TEXT SECTION:
Australia is reeling from a billion-dollar TikTok tax fraud scheme.

Apparently, social media influencers helped entice nearly 60,000 people to claim fraudulent refunds on goods and services taxes that they never actually paid. The social media posts reportedly promised that the refunds were like a temporary loan from the government, but that turned out to be untrue. Now, some hapless taxpayers are facing arrest, prison sentences, and other legal action because they relied on viral TikTok advice that had no basis in reality.

For as long as taxes have existed, there’s been someone offering a way to evade them, or to fraudulently get a refund. Word-of-mouth schemes have always lured the greedy and the unwary, but social media has made illegal schemes accessible to new audiences that otherwise might not consider these ideas. In a world where many people get their news on social media, sometimes from laypeople who market themselves as “experts,” it is easy for financial misinformation to spread uncontrollably.

Tax authorities are now in the difficult position of keeping abreast of these fast-moving schemes and shutting them down before they get out of hand.

CHECK YOUR UNDERSTANDING:
1. Answer these from the TikTok tax fraud text:
(a) About how many people were drawn in to claim the false refunds?
(b) What did the social media posts reportedly say the refunds were like?
(c) What hard job do tax authorities now face with these schemes?
2. Write the next part of the TikTok tax fraud text, going on from its last sentence.

EXTRACTED MATERIAL:
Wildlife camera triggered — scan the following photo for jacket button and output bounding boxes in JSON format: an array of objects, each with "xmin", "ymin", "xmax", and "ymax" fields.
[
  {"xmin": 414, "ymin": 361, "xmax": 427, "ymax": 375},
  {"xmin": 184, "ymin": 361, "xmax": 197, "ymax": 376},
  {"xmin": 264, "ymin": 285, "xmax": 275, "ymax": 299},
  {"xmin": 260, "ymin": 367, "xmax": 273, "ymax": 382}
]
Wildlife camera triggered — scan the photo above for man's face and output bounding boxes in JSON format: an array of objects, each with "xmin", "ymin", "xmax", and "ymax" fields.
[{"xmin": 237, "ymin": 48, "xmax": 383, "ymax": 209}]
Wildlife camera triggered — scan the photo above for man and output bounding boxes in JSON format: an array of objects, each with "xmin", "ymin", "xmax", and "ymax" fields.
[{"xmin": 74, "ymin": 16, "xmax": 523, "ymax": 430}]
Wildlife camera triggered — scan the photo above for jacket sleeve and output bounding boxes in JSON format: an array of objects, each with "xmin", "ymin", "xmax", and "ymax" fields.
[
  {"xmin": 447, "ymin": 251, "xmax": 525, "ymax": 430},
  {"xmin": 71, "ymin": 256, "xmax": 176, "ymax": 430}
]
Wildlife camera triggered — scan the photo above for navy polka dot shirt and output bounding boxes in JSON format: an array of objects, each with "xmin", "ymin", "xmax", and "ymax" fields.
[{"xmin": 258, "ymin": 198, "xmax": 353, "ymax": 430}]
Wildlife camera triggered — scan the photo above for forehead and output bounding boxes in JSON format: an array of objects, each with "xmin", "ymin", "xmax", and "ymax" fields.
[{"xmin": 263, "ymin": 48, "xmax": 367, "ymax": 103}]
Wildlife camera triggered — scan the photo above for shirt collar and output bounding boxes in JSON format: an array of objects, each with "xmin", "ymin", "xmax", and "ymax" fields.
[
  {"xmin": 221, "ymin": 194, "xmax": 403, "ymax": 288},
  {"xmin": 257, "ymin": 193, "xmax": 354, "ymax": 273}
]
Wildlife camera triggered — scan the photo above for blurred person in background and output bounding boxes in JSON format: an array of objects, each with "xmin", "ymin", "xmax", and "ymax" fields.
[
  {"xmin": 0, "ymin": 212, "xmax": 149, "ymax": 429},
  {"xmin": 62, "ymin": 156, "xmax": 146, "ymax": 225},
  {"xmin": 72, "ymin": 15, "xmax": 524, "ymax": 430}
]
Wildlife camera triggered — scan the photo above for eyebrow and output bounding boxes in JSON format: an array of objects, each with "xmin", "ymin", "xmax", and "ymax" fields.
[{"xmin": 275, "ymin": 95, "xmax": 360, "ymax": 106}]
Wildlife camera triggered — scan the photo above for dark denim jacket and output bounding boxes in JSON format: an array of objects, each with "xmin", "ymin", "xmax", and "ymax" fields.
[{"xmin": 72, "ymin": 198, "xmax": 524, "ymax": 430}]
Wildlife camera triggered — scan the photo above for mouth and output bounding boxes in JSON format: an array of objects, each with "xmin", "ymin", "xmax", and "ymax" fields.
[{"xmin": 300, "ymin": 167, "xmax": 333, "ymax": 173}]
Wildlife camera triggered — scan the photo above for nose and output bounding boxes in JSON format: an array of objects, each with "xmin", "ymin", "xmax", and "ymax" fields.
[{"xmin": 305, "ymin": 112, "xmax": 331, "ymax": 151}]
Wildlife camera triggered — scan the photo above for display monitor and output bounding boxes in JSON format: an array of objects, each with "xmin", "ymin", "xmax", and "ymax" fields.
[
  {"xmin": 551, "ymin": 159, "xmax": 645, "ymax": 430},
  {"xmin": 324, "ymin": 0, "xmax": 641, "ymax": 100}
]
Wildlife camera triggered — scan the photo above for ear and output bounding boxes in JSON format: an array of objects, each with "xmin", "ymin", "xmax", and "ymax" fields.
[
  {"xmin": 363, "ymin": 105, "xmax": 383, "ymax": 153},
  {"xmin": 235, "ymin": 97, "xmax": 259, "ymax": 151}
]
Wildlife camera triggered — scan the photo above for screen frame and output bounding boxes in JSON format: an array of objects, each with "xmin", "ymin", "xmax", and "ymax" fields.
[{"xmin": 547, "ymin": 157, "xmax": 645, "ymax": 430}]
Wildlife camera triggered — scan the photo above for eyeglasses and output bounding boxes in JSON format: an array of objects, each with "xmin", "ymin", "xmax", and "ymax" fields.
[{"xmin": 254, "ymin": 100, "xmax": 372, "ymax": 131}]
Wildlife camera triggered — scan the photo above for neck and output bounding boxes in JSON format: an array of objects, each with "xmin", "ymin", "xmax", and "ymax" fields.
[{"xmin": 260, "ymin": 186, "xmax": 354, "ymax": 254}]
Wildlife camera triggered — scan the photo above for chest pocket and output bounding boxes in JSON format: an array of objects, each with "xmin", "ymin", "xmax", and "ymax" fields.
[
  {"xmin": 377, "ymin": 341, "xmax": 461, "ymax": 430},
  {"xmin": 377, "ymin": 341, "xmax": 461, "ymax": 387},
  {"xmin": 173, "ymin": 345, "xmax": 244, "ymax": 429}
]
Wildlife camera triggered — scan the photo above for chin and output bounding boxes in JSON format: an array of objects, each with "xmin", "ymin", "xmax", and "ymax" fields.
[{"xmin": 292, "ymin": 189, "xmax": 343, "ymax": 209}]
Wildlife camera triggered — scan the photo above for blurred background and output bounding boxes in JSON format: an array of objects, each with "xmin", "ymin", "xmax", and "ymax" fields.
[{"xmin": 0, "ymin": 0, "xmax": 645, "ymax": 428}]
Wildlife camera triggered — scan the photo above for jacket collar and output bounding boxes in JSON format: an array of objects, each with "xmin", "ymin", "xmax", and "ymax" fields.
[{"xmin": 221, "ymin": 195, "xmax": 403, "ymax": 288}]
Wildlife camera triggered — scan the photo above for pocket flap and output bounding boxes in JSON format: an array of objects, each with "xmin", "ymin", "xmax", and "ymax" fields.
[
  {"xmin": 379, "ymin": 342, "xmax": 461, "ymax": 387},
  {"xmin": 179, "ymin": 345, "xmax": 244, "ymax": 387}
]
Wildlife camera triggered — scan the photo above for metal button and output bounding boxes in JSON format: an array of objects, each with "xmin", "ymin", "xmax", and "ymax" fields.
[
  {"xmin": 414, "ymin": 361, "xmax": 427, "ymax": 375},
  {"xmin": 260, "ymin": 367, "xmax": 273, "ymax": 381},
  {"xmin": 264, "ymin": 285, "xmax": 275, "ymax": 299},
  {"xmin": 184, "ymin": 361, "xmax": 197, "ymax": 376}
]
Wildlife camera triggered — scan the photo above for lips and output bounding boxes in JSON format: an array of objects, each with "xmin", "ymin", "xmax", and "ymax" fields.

RESPONSES:
1.
(a) Nearly 60,000 people.
(b) A temporary loan from the government.
(c) Keeping up with fast-moving schemes and shutting them down before they get out of hand.

2.
In early 2022 Australian authorities sprang into action when they discovered that some taxpayers were submitting fictitious business activity statements to claim false GST refunds.

The scheme exploited two key facts. First, the Australian Taxation Office had made it easier for businesses to receive an Australian business number and register for GST. The second is that businesses essentially file with the ATO on an honor code system — a self-assessment system. This means that the government, in its words, treats taxpayers as being “honest by default.”

The ATO investigates if and when taxpayer activity triggers some risk indicators, and it maintains a four-year period of review in case it needs to amend a taxpayer filing because of special circumstances, like fraud or evasion.

Knowing this, participants in the scheme would create a fake business and then obtain an Australian business number. They would then use that number to submit business activity statements that falsely reported that they had accrued business expenses. Then, they would claim a false GST refund on the amounts. Some taxpayers were reportedly claiming hundreds of thousands of dollars’ worth of business expenses to get a hefty refund, according to the Australian Financial Review.

The fraud spread so quickly that the ATO wound up issuing at least AUD $1.2 billion in fraudulent refunds. Once the agency caught on, it launched a massive investigation in April 2022 — Operation Protego — and reportedly put 600 tax officers on the case, according to the Australian Financial Review.

The government says it is the largest GST tax fraud scheme in Australian history.

Now, the ATO is trying to claw back those illegally received funds. The government says it has already recovered $66 million but doubts it will be able to get everything back.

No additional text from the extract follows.